YOUR TASK:
Would you repeat the lines from the one with "Please segment every instance of the sky." through the final line, both included, and nothing else? No pictures belong in the copy.

[start DATA FOR THE TASK]

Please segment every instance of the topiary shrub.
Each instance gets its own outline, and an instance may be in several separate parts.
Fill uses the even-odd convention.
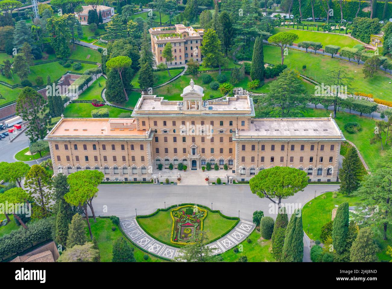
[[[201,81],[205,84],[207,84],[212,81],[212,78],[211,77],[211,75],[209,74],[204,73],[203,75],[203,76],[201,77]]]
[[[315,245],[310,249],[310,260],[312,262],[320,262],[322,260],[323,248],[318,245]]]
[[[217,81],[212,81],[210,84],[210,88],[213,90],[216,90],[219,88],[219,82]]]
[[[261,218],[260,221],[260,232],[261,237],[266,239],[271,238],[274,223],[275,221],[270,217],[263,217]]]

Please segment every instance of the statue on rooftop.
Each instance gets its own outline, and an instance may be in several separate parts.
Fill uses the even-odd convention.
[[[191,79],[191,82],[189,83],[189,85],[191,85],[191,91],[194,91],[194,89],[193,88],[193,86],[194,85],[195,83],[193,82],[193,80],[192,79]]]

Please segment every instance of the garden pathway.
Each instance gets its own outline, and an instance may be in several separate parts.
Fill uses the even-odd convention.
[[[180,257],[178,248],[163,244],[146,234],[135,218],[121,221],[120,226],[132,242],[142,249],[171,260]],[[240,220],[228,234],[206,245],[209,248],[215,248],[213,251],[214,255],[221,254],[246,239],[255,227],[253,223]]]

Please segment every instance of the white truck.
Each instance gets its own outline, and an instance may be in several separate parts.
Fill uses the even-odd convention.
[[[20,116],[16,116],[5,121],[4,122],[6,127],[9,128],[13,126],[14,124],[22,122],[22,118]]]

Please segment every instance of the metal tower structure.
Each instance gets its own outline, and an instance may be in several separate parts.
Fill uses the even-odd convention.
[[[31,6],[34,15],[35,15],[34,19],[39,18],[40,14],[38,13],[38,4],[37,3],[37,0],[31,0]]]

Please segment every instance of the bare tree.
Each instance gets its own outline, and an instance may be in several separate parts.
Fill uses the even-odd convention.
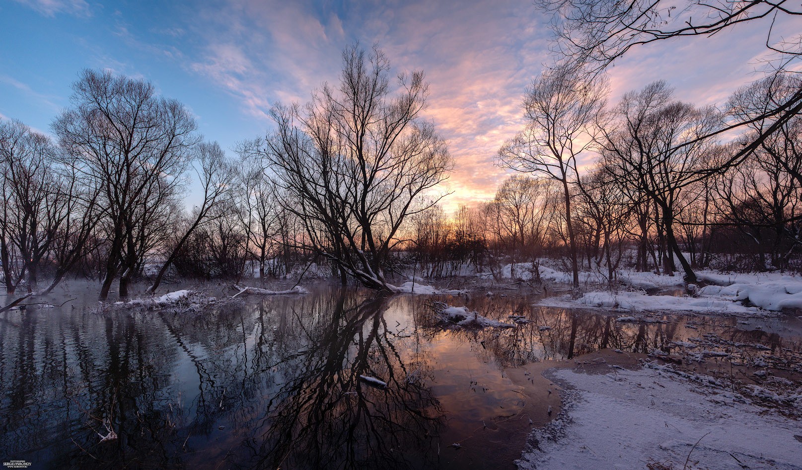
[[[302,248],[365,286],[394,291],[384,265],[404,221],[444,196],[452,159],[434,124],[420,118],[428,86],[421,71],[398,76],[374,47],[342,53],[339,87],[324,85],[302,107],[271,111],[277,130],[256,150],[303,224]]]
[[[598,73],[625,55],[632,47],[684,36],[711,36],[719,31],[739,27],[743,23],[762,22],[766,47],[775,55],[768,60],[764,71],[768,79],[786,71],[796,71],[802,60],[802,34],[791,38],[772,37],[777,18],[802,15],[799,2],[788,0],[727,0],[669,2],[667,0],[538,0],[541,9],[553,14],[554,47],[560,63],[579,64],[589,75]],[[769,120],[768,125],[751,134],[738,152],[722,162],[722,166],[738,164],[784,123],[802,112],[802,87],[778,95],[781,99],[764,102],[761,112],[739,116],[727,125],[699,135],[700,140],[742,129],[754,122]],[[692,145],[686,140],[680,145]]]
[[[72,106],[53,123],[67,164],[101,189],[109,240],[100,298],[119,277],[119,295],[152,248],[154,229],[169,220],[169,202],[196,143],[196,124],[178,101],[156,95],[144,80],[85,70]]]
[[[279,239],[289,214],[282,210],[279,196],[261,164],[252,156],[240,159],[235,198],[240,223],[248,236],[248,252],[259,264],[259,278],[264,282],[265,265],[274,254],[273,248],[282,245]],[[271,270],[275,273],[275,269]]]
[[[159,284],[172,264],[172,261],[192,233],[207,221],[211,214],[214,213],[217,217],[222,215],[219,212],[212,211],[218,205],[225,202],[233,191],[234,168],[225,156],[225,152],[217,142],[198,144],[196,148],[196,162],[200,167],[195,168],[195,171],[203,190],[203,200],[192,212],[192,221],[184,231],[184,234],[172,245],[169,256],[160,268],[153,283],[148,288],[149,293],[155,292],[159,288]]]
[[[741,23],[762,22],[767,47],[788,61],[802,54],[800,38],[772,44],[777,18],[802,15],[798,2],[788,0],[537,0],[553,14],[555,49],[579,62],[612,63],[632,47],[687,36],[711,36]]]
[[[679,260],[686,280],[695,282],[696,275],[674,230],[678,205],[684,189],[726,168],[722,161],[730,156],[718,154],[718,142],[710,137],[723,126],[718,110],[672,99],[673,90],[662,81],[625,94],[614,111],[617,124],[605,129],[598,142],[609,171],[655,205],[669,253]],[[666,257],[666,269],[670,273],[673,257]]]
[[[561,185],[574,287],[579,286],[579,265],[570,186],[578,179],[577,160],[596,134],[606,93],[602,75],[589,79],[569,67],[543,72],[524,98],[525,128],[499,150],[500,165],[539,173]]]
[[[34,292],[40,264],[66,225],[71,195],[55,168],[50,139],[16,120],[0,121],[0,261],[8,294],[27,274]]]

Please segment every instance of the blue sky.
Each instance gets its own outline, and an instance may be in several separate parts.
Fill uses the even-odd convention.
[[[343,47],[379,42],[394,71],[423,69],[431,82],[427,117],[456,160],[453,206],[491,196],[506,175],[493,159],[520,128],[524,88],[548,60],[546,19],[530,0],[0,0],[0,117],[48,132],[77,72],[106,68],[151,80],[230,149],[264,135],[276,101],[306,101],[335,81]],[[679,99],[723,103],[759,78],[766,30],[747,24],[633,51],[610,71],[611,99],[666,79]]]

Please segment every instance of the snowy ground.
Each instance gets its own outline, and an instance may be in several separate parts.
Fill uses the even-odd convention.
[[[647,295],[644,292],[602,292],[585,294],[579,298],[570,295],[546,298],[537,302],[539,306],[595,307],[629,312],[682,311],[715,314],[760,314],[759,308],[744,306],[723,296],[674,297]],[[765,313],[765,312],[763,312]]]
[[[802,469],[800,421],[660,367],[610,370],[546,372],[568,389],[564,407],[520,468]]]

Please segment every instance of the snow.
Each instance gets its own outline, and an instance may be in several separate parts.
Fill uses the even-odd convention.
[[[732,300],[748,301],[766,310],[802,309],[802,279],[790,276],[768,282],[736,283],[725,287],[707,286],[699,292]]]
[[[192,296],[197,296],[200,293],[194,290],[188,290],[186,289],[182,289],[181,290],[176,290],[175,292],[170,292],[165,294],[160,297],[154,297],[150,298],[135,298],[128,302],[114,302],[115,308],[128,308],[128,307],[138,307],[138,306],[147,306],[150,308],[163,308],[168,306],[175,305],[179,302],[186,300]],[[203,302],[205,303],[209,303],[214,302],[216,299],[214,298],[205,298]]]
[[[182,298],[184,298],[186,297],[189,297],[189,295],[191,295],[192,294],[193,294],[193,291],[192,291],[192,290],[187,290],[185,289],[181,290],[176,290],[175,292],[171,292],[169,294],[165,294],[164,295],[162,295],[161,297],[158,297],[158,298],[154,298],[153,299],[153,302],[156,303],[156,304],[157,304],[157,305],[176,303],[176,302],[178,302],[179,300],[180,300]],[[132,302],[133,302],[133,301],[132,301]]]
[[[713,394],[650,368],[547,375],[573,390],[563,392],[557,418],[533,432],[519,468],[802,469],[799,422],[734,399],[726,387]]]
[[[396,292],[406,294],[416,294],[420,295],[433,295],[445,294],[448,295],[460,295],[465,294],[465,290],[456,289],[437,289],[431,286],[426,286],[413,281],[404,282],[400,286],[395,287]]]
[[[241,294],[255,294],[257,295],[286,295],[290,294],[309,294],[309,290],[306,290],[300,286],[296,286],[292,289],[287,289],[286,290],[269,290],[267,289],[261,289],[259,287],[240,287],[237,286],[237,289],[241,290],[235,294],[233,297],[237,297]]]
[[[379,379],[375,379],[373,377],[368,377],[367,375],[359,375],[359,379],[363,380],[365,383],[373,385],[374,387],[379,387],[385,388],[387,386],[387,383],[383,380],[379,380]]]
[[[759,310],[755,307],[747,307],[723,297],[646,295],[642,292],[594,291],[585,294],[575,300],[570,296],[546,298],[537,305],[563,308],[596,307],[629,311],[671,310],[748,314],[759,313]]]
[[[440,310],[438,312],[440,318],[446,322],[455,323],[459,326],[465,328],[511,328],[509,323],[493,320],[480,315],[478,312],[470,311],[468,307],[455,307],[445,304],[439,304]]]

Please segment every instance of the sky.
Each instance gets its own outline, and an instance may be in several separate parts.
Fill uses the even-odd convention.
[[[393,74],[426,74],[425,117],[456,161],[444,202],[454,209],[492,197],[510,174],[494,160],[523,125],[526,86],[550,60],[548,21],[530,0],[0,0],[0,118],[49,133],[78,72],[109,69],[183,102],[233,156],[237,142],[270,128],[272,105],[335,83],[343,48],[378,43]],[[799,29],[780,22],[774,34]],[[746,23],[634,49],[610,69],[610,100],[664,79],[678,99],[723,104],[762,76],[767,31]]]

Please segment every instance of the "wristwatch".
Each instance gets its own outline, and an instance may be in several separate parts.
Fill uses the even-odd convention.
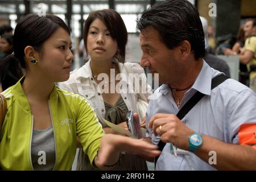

[end DATA FOR THE TASK]

RESULT:
Please segment every instance of the sky.
Each instance gets its own outline, and an instance may be in several separate parts.
Fill uses the even-odd convention.
[[[393,74],[426,74],[425,117],[456,161],[444,202],[454,209],[492,197],[510,174],[494,160],[523,125],[526,86],[550,60],[548,21],[530,0],[0,0],[0,118],[49,133],[78,72],[109,69],[183,102],[233,156],[237,142],[270,128],[272,105],[335,83],[343,48],[378,43]],[[799,29],[780,22],[774,34]],[[746,23],[634,49],[610,69],[610,100],[664,79],[678,99],[723,104],[762,76],[767,31]]]

Please segment every instance of the "wristwatch".
Each instance gets its own outline, and an instance may be in several separate parts.
Fill uses the even-odd convention.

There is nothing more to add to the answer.